■ Goal of the exercise ■
Every entry that follows should be written out again exactly.

■ Exercise inputs ■
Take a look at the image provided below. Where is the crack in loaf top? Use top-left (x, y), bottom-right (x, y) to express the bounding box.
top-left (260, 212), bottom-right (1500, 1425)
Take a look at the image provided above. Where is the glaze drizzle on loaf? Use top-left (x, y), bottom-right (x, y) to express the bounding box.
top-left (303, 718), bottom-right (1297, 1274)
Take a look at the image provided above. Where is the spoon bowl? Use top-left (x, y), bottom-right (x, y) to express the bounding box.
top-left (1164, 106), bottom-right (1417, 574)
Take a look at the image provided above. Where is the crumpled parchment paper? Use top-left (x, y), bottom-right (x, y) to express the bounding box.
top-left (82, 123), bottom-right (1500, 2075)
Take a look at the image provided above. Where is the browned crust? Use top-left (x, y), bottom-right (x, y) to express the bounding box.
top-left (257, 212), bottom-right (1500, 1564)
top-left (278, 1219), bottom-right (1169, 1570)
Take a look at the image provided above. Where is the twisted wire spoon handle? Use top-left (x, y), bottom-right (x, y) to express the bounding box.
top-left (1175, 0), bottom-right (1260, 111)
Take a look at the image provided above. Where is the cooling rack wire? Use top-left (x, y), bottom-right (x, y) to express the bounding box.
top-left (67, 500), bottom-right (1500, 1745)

■ Written answer ■
Take a look at the image provided below. Where is the crack in loaf top? Use top-left (x, y), bottom-right (x, y) to express the bounding box.
top-left (260, 212), bottom-right (1500, 1425)
Take a look at the image provided above. Where is the glaze drizzle on loaf? Use top-left (x, y), bottom-right (x, y) to express the bounding box.
top-left (303, 718), bottom-right (1297, 1274)
Take a look at the image provided above. Where is the spoon bowl? Use top-left (x, y), bottom-right (x, y) to express the bounding box.
top-left (1164, 106), bottom-right (1417, 574)
Take a look at the image provided above. Where is the crumpled parchment paper? Use top-left (x, y), bottom-right (x, y) to express the bounding box.
top-left (82, 123), bottom-right (1500, 2075)
Take a look at the image provided above. Where is the browned crust? Use top-left (x, y), bottom-right (x, y) to express the bounding box.
top-left (257, 212), bottom-right (1500, 1564)
top-left (278, 1219), bottom-right (1169, 1570)
Take a look at the image provided above. Where is the twisted wire spoon handle? Use top-left (x, y), bottom-right (x, y) to express the bounding box.
top-left (1175, 0), bottom-right (1260, 111)
Take a look at the image provided above. Where is the cooling rack wire? Use top-left (x, y), bottom-right (x, y) to express the bounding box.
top-left (67, 500), bottom-right (1500, 1745)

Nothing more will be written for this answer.